- Tarefa proposta
Liste todas as linhas das entradas abaixo que contêm a palavra "dinosaur", levando em conta a diferença entre maiúsculas e minúsculas.

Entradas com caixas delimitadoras

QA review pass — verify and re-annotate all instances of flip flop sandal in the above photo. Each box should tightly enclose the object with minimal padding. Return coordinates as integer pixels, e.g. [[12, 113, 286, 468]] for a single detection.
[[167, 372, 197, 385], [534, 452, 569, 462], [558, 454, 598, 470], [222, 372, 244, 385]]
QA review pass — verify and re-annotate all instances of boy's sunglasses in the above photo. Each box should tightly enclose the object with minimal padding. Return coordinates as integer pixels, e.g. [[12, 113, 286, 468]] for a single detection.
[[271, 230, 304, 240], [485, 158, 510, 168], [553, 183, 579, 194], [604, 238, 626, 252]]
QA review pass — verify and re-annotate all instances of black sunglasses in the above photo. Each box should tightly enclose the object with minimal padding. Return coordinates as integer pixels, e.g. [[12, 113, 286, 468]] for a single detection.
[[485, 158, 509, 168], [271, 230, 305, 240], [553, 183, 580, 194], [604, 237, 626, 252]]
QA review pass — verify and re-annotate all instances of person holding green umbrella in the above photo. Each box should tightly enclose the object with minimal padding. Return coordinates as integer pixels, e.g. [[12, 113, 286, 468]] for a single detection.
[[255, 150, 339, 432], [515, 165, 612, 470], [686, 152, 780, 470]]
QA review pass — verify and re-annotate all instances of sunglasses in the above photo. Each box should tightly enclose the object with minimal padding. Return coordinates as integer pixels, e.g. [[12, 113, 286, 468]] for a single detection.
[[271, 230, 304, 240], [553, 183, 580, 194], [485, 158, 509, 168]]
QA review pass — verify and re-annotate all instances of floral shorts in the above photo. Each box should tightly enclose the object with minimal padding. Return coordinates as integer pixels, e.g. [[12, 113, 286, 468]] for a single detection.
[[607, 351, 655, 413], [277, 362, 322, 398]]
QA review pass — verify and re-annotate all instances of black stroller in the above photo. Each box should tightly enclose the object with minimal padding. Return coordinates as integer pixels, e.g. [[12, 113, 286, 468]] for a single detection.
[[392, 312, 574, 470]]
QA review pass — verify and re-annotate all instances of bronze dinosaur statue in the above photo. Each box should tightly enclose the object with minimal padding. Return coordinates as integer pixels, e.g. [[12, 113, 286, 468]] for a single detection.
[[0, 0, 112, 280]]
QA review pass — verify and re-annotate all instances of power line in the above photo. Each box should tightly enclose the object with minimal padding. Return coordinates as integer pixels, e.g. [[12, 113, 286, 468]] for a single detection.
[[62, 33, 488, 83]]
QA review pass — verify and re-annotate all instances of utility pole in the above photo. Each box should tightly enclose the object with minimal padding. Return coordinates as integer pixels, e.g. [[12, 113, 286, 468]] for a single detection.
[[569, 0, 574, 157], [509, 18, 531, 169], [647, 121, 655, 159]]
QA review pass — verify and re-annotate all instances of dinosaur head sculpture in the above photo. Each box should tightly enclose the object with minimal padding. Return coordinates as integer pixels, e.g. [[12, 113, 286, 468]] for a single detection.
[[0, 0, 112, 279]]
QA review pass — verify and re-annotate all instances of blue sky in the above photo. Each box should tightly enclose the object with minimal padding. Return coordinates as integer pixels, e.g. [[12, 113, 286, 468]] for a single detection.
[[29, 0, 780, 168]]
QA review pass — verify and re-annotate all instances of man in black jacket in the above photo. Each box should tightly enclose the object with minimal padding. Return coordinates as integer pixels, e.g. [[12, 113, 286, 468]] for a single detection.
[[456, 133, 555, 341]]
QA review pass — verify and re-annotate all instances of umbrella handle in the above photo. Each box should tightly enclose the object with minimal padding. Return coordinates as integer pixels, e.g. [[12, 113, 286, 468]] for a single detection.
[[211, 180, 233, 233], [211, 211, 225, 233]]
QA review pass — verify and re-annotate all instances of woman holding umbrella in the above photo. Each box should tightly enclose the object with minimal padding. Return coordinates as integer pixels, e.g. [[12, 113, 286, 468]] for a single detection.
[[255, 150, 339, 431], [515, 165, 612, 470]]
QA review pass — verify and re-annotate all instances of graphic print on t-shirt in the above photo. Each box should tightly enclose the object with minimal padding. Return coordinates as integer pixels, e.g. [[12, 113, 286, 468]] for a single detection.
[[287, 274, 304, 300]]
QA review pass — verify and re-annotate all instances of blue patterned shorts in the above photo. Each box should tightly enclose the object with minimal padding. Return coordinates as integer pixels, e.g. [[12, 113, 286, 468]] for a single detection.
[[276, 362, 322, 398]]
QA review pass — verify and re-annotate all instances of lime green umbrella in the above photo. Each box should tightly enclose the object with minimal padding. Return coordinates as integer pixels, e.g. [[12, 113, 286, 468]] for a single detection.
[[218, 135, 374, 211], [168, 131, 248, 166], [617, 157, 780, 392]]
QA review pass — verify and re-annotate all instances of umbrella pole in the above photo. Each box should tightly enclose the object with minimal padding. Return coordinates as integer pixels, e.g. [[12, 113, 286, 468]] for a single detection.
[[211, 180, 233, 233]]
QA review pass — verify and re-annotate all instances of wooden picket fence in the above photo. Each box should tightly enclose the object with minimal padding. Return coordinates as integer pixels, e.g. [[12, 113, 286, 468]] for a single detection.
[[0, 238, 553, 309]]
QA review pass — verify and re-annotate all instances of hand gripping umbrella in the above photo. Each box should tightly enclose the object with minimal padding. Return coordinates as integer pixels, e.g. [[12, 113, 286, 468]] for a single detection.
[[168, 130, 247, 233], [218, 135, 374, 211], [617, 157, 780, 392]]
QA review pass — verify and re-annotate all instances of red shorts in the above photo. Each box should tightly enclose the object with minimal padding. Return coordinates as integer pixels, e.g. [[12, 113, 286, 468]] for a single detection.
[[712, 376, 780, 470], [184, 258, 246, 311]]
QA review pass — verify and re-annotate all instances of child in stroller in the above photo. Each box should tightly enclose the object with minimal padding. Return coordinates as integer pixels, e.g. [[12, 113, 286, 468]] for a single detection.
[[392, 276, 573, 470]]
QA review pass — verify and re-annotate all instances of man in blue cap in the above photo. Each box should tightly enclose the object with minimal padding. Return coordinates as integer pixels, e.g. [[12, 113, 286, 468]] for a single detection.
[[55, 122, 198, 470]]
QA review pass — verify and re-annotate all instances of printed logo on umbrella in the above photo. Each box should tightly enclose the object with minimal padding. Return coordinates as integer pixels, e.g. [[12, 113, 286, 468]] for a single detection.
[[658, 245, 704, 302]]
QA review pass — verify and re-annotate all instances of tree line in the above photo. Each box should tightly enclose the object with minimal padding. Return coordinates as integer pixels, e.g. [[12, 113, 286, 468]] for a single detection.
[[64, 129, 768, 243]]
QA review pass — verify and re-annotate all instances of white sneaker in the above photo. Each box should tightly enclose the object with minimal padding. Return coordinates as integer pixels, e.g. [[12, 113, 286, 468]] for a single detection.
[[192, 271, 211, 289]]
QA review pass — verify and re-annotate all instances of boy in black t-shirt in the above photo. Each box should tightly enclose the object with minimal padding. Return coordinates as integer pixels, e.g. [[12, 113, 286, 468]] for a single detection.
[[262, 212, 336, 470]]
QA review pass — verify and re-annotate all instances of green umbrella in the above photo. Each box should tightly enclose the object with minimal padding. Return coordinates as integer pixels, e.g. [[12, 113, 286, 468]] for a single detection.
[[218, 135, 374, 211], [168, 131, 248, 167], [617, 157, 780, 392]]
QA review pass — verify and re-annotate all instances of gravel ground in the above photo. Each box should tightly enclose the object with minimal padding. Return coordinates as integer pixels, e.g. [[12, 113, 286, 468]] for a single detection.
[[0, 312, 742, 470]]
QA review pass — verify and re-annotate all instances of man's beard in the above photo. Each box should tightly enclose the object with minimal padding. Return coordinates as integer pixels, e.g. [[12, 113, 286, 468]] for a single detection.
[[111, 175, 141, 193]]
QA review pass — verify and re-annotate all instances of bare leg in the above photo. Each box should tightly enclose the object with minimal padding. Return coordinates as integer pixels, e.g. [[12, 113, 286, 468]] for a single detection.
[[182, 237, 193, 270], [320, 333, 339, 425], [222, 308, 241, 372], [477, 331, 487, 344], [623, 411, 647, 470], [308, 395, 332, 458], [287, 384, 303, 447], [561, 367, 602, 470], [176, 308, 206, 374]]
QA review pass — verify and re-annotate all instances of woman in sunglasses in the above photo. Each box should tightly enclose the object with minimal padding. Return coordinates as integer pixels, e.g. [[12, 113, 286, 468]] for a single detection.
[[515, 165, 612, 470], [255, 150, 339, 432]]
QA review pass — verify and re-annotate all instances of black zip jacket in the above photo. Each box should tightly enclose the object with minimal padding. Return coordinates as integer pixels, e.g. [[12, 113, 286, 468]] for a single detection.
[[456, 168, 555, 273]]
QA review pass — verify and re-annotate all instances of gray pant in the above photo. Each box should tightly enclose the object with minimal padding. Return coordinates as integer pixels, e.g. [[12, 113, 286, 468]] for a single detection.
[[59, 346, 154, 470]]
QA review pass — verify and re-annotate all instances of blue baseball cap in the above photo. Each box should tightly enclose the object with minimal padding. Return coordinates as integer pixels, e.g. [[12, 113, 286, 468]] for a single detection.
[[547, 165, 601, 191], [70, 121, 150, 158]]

- Resposta esperada
QA review pass — verify and re-annotate all instances of bronze dinosaur statue in the above photo. Each box should tightly enclose the object with minimal padding. Return coordinates as integer pixels, e.g. [[12, 113, 286, 468]] for a single detection.
QA review pass — verify and re-annotate all instances of dinosaur head sculpture in the above photo. Each box should tightly enclose the object with minimal padding. Return coordinates as integer pixels, e.g. [[12, 113, 286, 468]] for a single detection.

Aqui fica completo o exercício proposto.